→ Directions for this task
Set down every entry exactly as given. Pictures are to be left out.

→ Image point grounding data
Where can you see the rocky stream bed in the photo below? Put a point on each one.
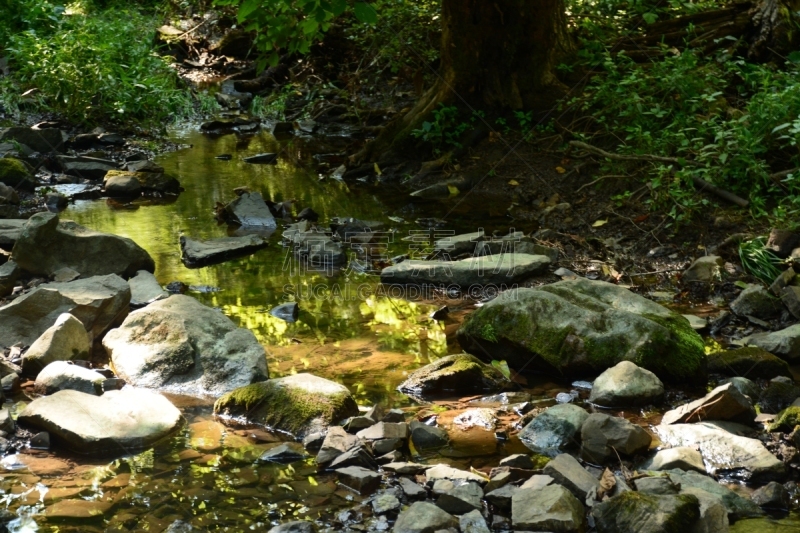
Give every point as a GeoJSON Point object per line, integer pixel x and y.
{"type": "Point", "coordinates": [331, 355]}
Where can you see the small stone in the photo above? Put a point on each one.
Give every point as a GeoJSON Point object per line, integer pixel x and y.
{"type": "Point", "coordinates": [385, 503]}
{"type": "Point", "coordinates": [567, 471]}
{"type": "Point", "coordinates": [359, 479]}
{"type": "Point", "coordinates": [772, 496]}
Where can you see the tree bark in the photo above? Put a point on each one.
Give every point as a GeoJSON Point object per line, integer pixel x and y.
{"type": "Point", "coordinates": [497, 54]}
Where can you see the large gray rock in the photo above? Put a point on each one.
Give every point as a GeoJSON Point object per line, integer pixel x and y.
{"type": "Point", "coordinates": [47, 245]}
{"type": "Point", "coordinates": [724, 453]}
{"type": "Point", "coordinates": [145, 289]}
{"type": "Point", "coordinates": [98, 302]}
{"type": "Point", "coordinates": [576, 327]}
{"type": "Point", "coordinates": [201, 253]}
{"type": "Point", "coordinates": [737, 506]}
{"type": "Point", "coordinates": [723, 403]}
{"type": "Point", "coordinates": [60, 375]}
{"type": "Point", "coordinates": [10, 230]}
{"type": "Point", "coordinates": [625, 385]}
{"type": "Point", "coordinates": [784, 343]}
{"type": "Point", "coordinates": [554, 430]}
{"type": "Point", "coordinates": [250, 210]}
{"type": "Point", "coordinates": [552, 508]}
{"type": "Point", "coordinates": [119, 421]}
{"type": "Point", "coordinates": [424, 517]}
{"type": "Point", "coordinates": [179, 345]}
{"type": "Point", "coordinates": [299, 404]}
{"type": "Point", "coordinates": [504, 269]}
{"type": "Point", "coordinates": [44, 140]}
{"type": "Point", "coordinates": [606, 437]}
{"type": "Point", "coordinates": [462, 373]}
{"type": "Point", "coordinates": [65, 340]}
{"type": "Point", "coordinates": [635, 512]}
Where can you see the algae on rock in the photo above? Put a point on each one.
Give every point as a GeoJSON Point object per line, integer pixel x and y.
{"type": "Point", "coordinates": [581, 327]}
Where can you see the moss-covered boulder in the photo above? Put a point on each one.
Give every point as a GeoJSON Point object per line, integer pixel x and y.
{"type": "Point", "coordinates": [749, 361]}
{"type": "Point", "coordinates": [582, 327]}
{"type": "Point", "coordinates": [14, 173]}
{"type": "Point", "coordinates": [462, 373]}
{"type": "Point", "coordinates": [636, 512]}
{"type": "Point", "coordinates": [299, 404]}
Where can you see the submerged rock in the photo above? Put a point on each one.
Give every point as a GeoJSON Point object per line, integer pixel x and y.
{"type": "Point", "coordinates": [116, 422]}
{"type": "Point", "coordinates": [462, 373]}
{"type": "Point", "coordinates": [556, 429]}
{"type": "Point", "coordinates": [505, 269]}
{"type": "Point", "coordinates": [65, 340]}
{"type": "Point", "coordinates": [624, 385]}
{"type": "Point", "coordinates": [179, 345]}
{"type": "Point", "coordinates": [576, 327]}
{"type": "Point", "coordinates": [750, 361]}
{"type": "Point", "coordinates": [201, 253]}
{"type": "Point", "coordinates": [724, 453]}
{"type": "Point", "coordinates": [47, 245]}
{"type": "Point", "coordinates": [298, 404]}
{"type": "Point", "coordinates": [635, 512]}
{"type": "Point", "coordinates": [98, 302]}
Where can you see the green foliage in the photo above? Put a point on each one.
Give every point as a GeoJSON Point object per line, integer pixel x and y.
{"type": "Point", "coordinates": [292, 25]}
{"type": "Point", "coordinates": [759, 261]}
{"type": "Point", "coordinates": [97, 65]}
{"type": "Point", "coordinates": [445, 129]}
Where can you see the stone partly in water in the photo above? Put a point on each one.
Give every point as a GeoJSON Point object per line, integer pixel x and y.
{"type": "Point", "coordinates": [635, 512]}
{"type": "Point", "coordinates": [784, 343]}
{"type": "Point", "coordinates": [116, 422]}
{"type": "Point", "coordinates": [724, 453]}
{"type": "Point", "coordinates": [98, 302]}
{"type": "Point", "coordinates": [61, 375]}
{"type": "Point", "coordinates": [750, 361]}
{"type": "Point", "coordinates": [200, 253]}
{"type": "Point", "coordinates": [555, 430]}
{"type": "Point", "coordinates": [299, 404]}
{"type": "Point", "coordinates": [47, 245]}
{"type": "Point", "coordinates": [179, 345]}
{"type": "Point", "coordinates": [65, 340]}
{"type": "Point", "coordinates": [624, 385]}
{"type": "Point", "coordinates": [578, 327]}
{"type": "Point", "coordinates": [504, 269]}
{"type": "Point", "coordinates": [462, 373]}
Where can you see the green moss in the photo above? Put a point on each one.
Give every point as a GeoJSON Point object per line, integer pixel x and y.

→ Task output
Where can you see the rocky stream bed in the photo below? Put a point on each one.
Give every point as a GeoJSON Point object per line, integer pixel x and y.
{"type": "Point", "coordinates": [331, 355]}
Where can you see the small stone in the photo above? Put a point on each one.
Give every point as a GeoJSON Point object per line, integer pixel x and y.
{"type": "Point", "coordinates": [385, 503]}
{"type": "Point", "coordinates": [567, 471]}
{"type": "Point", "coordinates": [359, 479]}
{"type": "Point", "coordinates": [772, 496]}
Where can you see the tree bark in the photo above? Put a point on each one.
Give every point as a GeoJSON Point object per line, integer pixel x and y.
{"type": "Point", "coordinates": [497, 54]}
Where can you see the large gray rock in the photo above? Put a point on each one.
Give every point as a GeoJSON Point object per line, integer pixel x and y.
{"type": "Point", "coordinates": [47, 245]}
{"type": "Point", "coordinates": [724, 453]}
{"type": "Point", "coordinates": [145, 289]}
{"type": "Point", "coordinates": [98, 302]}
{"type": "Point", "coordinates": [576, 327]}
{"type": "Point", "coordinates": [201, 253]}
{"type": "Point", "coordinates": [737, 506]}
{"type": "Point", "coordinates": [723, 403]}
{"type": "Point", "coordinates": [60, 375]}
{"type": "Point", "coordinates": [10, 230]}
{"type": "Point", "coordinates": [625, 385]}
{"type": "Point", "coordinates": [784, 343]}
{"type": "Point", "coordinates": [554, 430]}
{"type": "Point", "coordinates": [250, 210]}
{"type": "Point", "coordinates": [552, 508]}
{"type": "Point", "coordinates": [119, 421]}
{"type": "Point", "coordinates": [424, 517]}
{"type": "Point", "coordinates": [179, 345]}
{"type": "Point", "coordinates": [299, 404]}
{"type": "Point", "coordinates": [504, 269]}
{"type": "Point", "coordinates": [44, 140]}
{"type": "Point", "coordinates": [606, 437]}
{"type": "Point", "coordinates": [462, 373]}
{"type": "Point", "coordinates": [65, 340]}
{"type": "Point", "coordinates": [635, 512]}
Where can you see the algae on rock in the photo above? Put a point on each one.
Give every point as a GeoJSON Point object per line, integer pixel x and y.
{"type": "Point", "coordinates": [581, 327]}
Where can you see the moss-covered boulder in the photo above? Put a point on each one.
Give every point as a GeoJSON Point object per line, integer pixel x and y.
{"type": "Point", "coordinates": [749, 361]}
{"type": "Point", "coordinates": [582, 327]}
{"type": "Point", "coordinates": [14, 173]}
{"type": "Point", "coordinates": [462, 373]}
{"type": "Point", "coordinates": [636, 512]}
{"type": "Point", "coordinates": [299, 404]}
Where can you see the submerged rock in the photo above? Put a point on each one.
Give every point as a GeoJSON Point object per line, integer pixel x and y.
{"type": "Point", "coordinates": [116, 422]}
{"type": "Point", "coordinates": [462, 373]}
{"type": "Point", "coordinates": [556, 429]}
{"type": "Point", "coordinates": [505, 269]}
{"type": "Point", "coordinates": [65, 340]}
{"type": "Point", "coordinates": [624, 385]}
{"type": "Point", "coordinates": [179, 345]}
{"type": "Point", "coordinates": [576, 327]}
{"type": "Point", "coordinates": [750, 361]}
{"type": "Point", "coordinates": [201, 253]}
{"type": "Point", "coordinates": [724, 453]}
{"type": "Point", "coordinates": [47, 245]}
{"type": "Point", "coordinates": [298, 404]}
{"type": "Point", "coordinates": [635, 512]}
{"type": "Point", "coordinates": [98, 302]}
Where can you see the green foliage in the photo above? Put a point on each one.
Give every point as a GeoJSON Point object per line, integer pixel x and y.
{"type": "Point", "coordinates": [292, 25]}
{"type": "Point", "coordinates": [759, 261]}
{"type": "Point", "coordinates": [97, 65]}
{"type": "Point", "coordinates": [445, 129]}
Where can you see the stone partly in water in the photo above? Put a point on each one.
Give every point as a GeoJSON Point object per line, integer pixel x and y.
{"type": "Point", "coordinates": [635, 512]}
{"type": "Point", "coordinates": [784, 343]}
{"type": "Point", "coordinates": [116, 422]}
{"type": "Point", "coordinates": [724, 453]}
{"type": "Point", "coordinates": [98, 302]}
{"type": "Point", "coordinates": [61, 375]}
{"type": "Point", "coordinates": [750, 361]}
{"type": "Point", "coordinates": [200, 253]}
{"type": "Point", "coordinates": [555, 430]}
{"type": "Point", "coordinates": [299, 404]}
{"type": "Point", "coordinates": [47, 245]}
{"type": "Point", "coordinates": [179, 345]}
{"type": "Point", "coordinates": [65, 340]}
{"type": "Point", "coordinates": [624, 385]}
{"type": "Point", "coordinates": [578, 327]}
{"type": "Point", "coordinates": [504, 269]}
{"type": "Point", "coordinates": [462, 373]}
Where can you see the green moss in the photo above? Put a point on each one.
Give every point as a GeoJSON Point object per line, integer pixel x and y.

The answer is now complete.